**Exercise details:** Rewrite every one of the rows below as a numbered list, dropping any blank lines.

**Data excerpts:**
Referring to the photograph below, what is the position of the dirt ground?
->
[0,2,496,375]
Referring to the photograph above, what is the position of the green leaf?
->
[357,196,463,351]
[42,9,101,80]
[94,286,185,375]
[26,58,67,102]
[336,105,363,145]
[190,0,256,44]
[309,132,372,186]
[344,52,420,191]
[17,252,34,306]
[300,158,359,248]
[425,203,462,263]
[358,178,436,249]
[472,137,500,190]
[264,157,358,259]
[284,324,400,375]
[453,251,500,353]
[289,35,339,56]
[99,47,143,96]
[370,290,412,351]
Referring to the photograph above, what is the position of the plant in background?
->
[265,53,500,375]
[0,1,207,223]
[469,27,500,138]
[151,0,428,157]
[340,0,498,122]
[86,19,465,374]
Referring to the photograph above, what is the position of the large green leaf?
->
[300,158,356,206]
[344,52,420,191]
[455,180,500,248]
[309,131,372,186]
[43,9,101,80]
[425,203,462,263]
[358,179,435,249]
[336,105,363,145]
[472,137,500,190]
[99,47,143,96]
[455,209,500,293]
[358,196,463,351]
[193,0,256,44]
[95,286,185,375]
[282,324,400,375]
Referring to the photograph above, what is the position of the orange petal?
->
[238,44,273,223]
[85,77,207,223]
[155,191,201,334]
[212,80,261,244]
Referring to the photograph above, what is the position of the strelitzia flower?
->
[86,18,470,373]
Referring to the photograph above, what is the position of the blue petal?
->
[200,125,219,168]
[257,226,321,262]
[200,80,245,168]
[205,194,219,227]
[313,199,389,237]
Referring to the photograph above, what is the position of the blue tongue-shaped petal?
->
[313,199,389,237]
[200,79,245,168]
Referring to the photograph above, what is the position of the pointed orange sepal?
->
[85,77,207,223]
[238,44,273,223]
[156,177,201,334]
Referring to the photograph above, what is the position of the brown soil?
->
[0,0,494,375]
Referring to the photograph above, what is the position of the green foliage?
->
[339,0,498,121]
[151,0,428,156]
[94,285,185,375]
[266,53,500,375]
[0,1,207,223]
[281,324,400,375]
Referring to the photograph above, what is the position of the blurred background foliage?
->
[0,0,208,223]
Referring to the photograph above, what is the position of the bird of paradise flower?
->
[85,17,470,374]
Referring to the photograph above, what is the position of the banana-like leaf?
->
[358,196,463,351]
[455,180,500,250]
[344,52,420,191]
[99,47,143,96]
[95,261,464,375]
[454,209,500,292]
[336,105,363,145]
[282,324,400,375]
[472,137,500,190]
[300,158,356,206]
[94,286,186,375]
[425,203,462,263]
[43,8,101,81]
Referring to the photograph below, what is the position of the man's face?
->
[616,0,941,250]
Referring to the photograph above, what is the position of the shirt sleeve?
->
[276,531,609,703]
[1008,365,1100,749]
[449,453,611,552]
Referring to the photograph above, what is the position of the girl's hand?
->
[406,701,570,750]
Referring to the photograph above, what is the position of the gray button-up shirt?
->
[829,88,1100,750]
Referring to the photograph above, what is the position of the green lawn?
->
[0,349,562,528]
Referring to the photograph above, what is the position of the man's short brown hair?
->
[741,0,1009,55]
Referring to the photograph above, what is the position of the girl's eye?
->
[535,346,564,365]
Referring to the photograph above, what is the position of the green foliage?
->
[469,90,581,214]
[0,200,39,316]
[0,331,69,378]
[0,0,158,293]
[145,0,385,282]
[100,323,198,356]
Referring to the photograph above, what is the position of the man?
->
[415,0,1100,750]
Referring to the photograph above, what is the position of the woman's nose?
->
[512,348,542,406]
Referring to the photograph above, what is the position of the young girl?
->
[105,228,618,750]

**The output:**
1. Referring to the photograph below, what is the position of the dirt ground?
2. ->
3. [0,2,496,375]
4. Referring to the photograph above, what is the position of the green leaf?
5. ->
6. [357,196,463,351]
7. [42,9,101,80]
8. [94,286,185,375]
9. [26,58,67,102]
10. [336,105,363,145]
11. [190,0,256,44]
12. [309,132,372,186]
13. [344,52,420,191]
14. [17,252,34,306]
15. [300,158,359,248]
16. [425,203,462,263]
17. [358,178,436,249]
18. [472,137,500,190]
19. [264,157,358,259]
20. [284,324,400,375]
21. [453,251,500,353]
22. [289,35,339,56]
23. [99,47,143,96]
24. [370,290,412,351]
25. Referring to the photograph above, what is the position of the plant in background?
26. ->
27. [265,53,500,375]
28. [0,1,207,223]
29. [469,27,500,138]
30. [151,0,428,157]
31. [340,0,498,122]
32. [86,19,465,374]
33. Referring to the photograph above, what is the position of the large green leaf?
34. ->
35. [300,158,356,206]
36. [344,52,420,191]
37. [455,180,500,248]
38. [309,131,372,186]
39. [43,9,101,80]
40. [425,203,462,263]
41. [358,179,435,249]
42. [336,105,363,145]
43. [472,137,500,190]
44. [99,47,143,96]
45. [455,209,500,293]
46. [358,196,463,351]
47. [193,0,256,44]
48. [95,286,185,375]
49. [282,324,400,375]
50. Referring to the photograph above, what is the position of the orange petal?
51. ->
52. [238,44,273,223]
53. [85,77,207,223]
54. [155,191,201,334]
55. [212,80,261,244]
56. Referring to the photograph above, what is the position of the strelitzia flower?
57. ->
58. [86,18,470,373]
59. Referring to the photograph above, what is the position of the blue petal?
60. ->
61. [200,125,219,168]
62. [257,226,321,262]
63. [200,80,245,168]
64. [205,194,219,227]
65. [313,199,389,237]
66. Referring to the photograph above, what is the position of the blue tongue-shaped petal?
67. ->
68. [313,199,389,237]
69. [200,79,245,168]
70. Referring to the photograph above, what is the position of the pointed orange sepal?
71. ->
72. [85,77,207,223]
73. [238,44,273,223]
74. [156,177,201,334]
75. Referring to the photograph above, what is the position of the brown soil?
76. ->
77. [0,0,494,375]
78. Referring to the photograph above, what is the position of the green foliage?
79. ->
80. [339,0,498,121]
81. [151,0,428,156]
82. [94,285,185,375]
83. [266,53,500,375]
84. [0,1,207,223]
85. [281,324,400,375]
86. Referring to the photograph above, what is the position of the blurred background foliage?
87. ->
88. [0,0,208,223]
89. Referring to the photograph above, what is the position of the bird of paradise flower?
90. ->
91. [85,17,470,374]
92. Referring to the photograph above, what is the position of the banana-like leaf?
93. ->
94. [358,196,463,351]
95. [455,180,500,250]
96. [344,52,420,191]
97. [99,47,143,96]
98. [95,261,464,375]
99. [454,209,500,292]
100. [336,105,363,145]
101. [282,324,400,375]
102. [472,137,500,190]
103. [300,158,356,206]
104. [94,286,186,375]
105. [425,203,462,263]
106. [43,8,101,81]
107. Referring to the photograph below, what is the position of the man's face?
108. ->
109. [616,0,941,250]
110. Referring to the photograph above, what is the position of the shirt sleeve?
111. ->
112. [276,531,609,703]
113. [1008,365,1100,749]
114. [449,453,611,552]
115. Referring to the photograph above, what is the position of the girl's hand?
116. ->
117. [406,701,570,750]
118. Referring to the photograph above, what is the position of the gray button-up shirt?
119. ->
120. [829,88,1100,750]
121. Referring to the photograph above, what is the position of the green lawn?
122. ->
123. [0,349,562,528]
124. Referring to the photograph above, what is the position of the man's short brown hair?
125. ->
126. [741,0,1009,55]
127. Referring to the photograph above, what is the position of the girl's eye?
128. ->
129. [535,346,564,365]
130. Referring to the photograph above, what is the position of the green foliage?
131. ->
132. [469,90,581,214]
133. [0,200,39,316]
134. [0,331,69,378]
135. [0,0,158,293]
136. [145,0,385,282]
137. [100,323,198,356]
138. Referring to the photograph above, what is the position of the man?
139. ->
140. [415,0,1100,750]
141. Referring to the photograph above, what is the position of the woman's nose?
142. ->
143. [512,348,542,406]
144. Referring to the photograph above, what is the position of the young girl?
145. ->
146. [105,228,618,750]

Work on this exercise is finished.